Kampus UTM Dahulu dan Harapan di Masa Depan

Published by ALAM on

kampus UTMHari pengumuman pendaftaran PMDK di Universitas Trunojoyo Madura (UTM) telah tiba. Tapi aku tak beranjak dari rumah, aku masih sibuk baca buku-buku ujian masuk ke kampus ternama. Berbeda dengan teman sekelas satu SMK, mereka berduyun-duyun ke kampus, melihat siapa saja yang diterima. Aku dapat SMS dari Wulan, temen sekelas yang melihat langsung pengumuman. Kami belum terbiasa mengecek via web. Wulan memberitahuku kalau aku dan Eko yang diterima di Teknik Informatika, sisanya di Teknik Industri.

Aku bersikap datar. Tapi sempat terpikir, kenapa hanya aku dan Eko, padahal juga banyak yang nilai rapornya bagus. Bagiku diterima kuliah di UTM ngga ada yang spesial. Biasa saja. Bahkan aku melanjutkan belajar, masih berharap bisa diterima di kampus ITS di Surabaya lewat jalur tes.

Usai musyawarah dan perdebatan alot antara aku dan bapak, akhirnya kami sepakat mengambil UTM. Aku pun kuliah di sana dengan perasaan biasa saja, lebih banyak meremehkan: aku kuliah di kampus dekat rumah, suka banjir kalau hujan, bangunannya tua, jelek, dsb. Ngga terbesit rasa bangga sedikit pun.

Aku mulai sedikit tertarik pada kampus ini saat salah seorang dosen mempresentasikan video pembangunan kampus di masa mendatang. Sedikit terkejut ketika melihat rencana pembangunan gedung rektorat sepuluh lantai yang akan menjadi gedung pertama dan tertinggi di Madura. Tapi itu masih rencana saat itu.

Aku menjalani perkuliahan. Saat itu Teknik Infomatika tidak punya gedung sendiri. Kami kuliah di Fakultas Ekonomi. Bangunan tua tergambar dari desain dan warna gedung.

Pak Richard dan Bu Noor Ifada menjadi hal yang membuat tingkat kepercayaanku meningkat satu tingkat. Pak Richard adalah orang Jerman yang menjadi dosen Fisika. Meski bisa berbahasa Indonesia, tetapi logat Jerman, sedikit membuat kami sudah memahaminya. Bu Noor Ifada, dosen perempuan yang disiplin, ia lulusan Belanda. Artinya banyak dosen di Infomatika yang keren.

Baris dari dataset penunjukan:
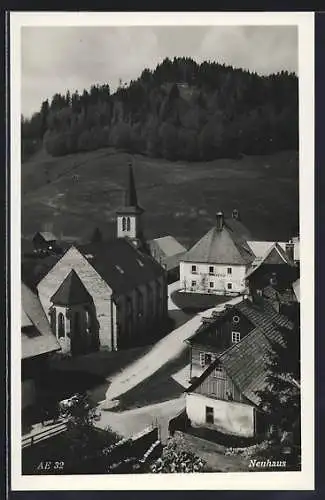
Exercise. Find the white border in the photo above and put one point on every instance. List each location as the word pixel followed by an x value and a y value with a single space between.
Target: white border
pixel 303 480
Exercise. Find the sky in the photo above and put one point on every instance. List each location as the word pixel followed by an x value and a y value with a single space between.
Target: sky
pixel 55 59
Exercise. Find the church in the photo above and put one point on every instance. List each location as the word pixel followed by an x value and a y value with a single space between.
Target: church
pixel 107 294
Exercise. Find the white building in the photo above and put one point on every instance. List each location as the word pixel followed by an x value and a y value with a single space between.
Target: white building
pixel 217 263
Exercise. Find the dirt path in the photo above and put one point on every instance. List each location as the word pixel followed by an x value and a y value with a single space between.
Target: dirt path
pixel 130 422
pixel 167 349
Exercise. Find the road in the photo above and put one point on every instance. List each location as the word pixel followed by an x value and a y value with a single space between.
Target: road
pixel 130 422
pixel 165 350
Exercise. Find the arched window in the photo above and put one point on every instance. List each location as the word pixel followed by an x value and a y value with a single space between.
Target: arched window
pixel 77 323
pixel 61 326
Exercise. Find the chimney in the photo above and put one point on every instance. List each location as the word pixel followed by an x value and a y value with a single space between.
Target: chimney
pixel 219 220
pixel 290 249
pixel 235 214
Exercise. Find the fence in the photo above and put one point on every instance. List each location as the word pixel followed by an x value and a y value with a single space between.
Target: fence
pixel 54 430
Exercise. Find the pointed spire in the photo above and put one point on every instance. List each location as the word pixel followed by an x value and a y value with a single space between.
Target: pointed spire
pixel 131 193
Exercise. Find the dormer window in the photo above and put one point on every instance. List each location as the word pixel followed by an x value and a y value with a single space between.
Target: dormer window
pixel 235 337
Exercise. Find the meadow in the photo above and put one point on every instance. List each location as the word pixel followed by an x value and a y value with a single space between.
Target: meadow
pixel 79 192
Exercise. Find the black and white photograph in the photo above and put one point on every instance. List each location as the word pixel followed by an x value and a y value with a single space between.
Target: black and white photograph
pixel 162 227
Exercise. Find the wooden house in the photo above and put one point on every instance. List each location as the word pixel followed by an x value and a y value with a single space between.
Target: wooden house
pixel 225 397
pixel 218 262
pixel 224 329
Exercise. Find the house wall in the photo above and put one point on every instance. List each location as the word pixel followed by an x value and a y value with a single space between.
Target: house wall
pixel 135 225
pixel 220 278
pixel 229 417
pixel 28 393
pixel 96 286
pixel 222 330
pixel 134 325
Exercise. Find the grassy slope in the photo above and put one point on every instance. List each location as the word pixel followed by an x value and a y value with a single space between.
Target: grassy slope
pixel 180 198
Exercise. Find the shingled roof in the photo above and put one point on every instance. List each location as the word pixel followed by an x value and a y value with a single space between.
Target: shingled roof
pixel 36 334
pixel 121 265
pixel 275 255
pixel 225 246
pixel 71 291
pixel 262 315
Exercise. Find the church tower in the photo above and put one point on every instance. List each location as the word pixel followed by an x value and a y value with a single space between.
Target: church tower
pixel 129 223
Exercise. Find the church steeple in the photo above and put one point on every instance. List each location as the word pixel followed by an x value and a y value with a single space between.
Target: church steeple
pixel 129 216
pixel 131 199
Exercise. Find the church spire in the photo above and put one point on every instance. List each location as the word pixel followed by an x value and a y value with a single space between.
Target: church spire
pixel 131 199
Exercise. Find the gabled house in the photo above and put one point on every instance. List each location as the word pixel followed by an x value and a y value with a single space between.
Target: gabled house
pixel 168 252
pixel 224 397
pixel 218 262
pixel 37 343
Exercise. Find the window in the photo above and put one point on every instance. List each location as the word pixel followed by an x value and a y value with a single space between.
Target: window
pixel 218 372
pixel 236 319
pixel 235 337
pixel 77 324
pixel 140 303
pixel 61 327
pixel 205 358
pixel 209 416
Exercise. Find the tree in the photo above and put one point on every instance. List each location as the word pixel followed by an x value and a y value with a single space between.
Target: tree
pixel 175 460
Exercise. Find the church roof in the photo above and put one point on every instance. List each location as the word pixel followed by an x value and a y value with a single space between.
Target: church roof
pixel 121 265
pixel 276 255
pixel 225 246
pixel 131 200
pixel 36 335
pixel 71 291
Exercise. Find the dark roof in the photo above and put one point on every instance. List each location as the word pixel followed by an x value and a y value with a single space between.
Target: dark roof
pixel 224 246
pixel 262 315
pixel 121 265
pixel 245 363
pixel 71 292
pixel 167 250
pixel 36 335
pixel 46 235
pixel 131 200
pixel 34 268
pixel 207 333
pixel 274 256
pixel 285 297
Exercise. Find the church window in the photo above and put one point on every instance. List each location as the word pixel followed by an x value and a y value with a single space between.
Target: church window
pixel 61 327
pixel 77 323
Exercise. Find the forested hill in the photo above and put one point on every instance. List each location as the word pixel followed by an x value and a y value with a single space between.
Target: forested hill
pixel 181 110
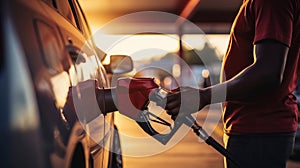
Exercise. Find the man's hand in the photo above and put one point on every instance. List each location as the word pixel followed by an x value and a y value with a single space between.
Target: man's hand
pixel 185 101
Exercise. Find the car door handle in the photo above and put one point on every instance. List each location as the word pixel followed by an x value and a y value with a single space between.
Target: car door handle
pixel 76 54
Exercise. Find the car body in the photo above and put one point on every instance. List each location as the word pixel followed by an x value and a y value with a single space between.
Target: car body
pixel 48 58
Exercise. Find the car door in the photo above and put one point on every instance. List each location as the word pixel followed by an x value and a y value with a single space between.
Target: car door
pixel 82 54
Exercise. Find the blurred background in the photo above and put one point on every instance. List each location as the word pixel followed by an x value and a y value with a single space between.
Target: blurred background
pixel 179 42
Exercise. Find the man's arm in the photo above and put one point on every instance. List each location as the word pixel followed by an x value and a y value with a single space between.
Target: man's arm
pixel 263 76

§ **Daftar Tugas**:
A) Tuliskan ulang kata demi kata bagian tulisan tentang kampus UTM dari "Usai musyawarah dan" sampai "dan warna gedung.".
B) Teruskan tulisan tentang kampus UTM dengan melanjutkan setelah kalimat terakhirnya.

§ **Jawaban**:
A)
Usai musyawarah dan perdebatan alot antara aku dan bapak, akhirnya kami sepakat mengambil UTM. Aku pun kuliah di sana dengan perasaan biasa saja, lebih banyak meremehkan: aku kuliah di kampus dekat rumah, suka banjir kalau hujan, bangunannya tua, jelek, dsb. Ngga terbesit rasa bangga sedikit pun.

Aku mulai sedikit tertarik pada kampus ini saat salah seorang dosen mempresentasikan video pembangunan kampus di masa mendatang. Sedikit terkejut ketika melihat rencana pembangunan gedung rektorat sepuluh lantai yang akan menjadi gedung pertama dan tertinggi di Madura. Tapi itu masih rencana saat itu.

Aku menjalani perkuliahan. Saat itu Teknik Infomatika tidak punya gedung sendiri. Kami kuliah di Fakultas Ekonomi. Bangunan tua tergambar dari desain dan warna gedung.

B)
Kampus Universitas Trunojoyo Madura

Dahulu ketika ditanya asal kampus, nyaris tak ada yang kenal nama Universitas Trunojoyo. Dimana itu? Bangkalan itu apa? Oh ada ya kampus negeri di Madura? Kok baru denger? Sejak kapan kampus itu ada? Ungkapan itu rasanya cuma angkatanku saja yang merasakan. Sekarang sudah banyak yang sudah mengenal. Oh kampus yang keren di Madura itu ya? Kampus yang kemarin juara dunia game di Rusia itu ya? Kampus yang kemarin juara robot itu ya? Kampus yang punya gedung tinggi itu ya? Kampus yang…

Jika aku masuk kampus ini dengan rasa datar, sekarang ada banyak orang yang galau karena ngga bisa masuk. Atau bahkan ada yang sombong karena diterima di kampus UTM. Sudah punya rasa bangga tersendiri ketika masuk di kampus UTM. Berebutan masuk, akhirnya sudah banyak yang ngga diterima. Julukan ‘kampus pasti masuk’ rasanya sudah hilang berganti eh ternyata susah juga ya masuk kampus UTM.

Aktivitasku ngga jauh dari laboratorium komputer. Bahkan laboratorium sistem informasi sudah menjadi rumah kedua, tempat belajar, menjadi asisten dosen, hingga nongkrong dan menghabiskan akhir pekan di Lab. Kondisi komputernya saat itu masih menggunakan layar tabung dengan kecepatan processor yang seadanya. Ruangan sering panas karena pendingin ruangannya hobi sekali rusak. Bagaimana dengan sekarang? Jangan ditanya! Komputer sudah pakai spesifikasi termuktahir, bahkan ada banyak PC all-in-one berlogo buah apel yang tersohor.

Lupakan setiap pujian, masih banyak pekerjaan rumah. Mulai dari jumlah mahasiswa yang masuk dan keluar belum seimbang, perawatan gedung, kualitas pengajar, kolotnya birokrasi, pelayanan ke luar, hingga menjalin hubungan internasional. Semuanya harus diprogramkan, perlahan namun pasti. Awalnya berjalan dan kini sudah saatnya untuk berlari mengejar ketertinggalan.

Wajah kampus UTM sudah berubah. Pemimpin di dalamnya pun berganti. Fasilitas perlahan tapi pasti sudah mendukung. Jumlah mahasiswa meningkat setiap tahunnya. Menjadi penghidupan bagi setiap warga di sekitarnya.

Bahkan kalau boleh berlebihan, UTM sudah menjadi ikon Madura selain Suramadu.

 


ALAM

blogger and founder @plat_m, think about Indonesia, act in Madura, studying smart city, community developer, @limaura_'s husband | E: nurwahyualamsyah@gmail.com | LINE: @wahyualam

4 Comments

maz echo · August 16, 2015 at 16:54

Ahh ada Nama ku, jadi inget pas daftar kuliah, “Atenglenteng” cari informasi dan melengkapi berkas apa saja yang harus dilengkapai dan gak nyangkanya lagi dapat dari mana tuh jurusan kok bisa masuk Teknik infor padahal Nilai Berkecukupan “Mungkin sudah Rezeki”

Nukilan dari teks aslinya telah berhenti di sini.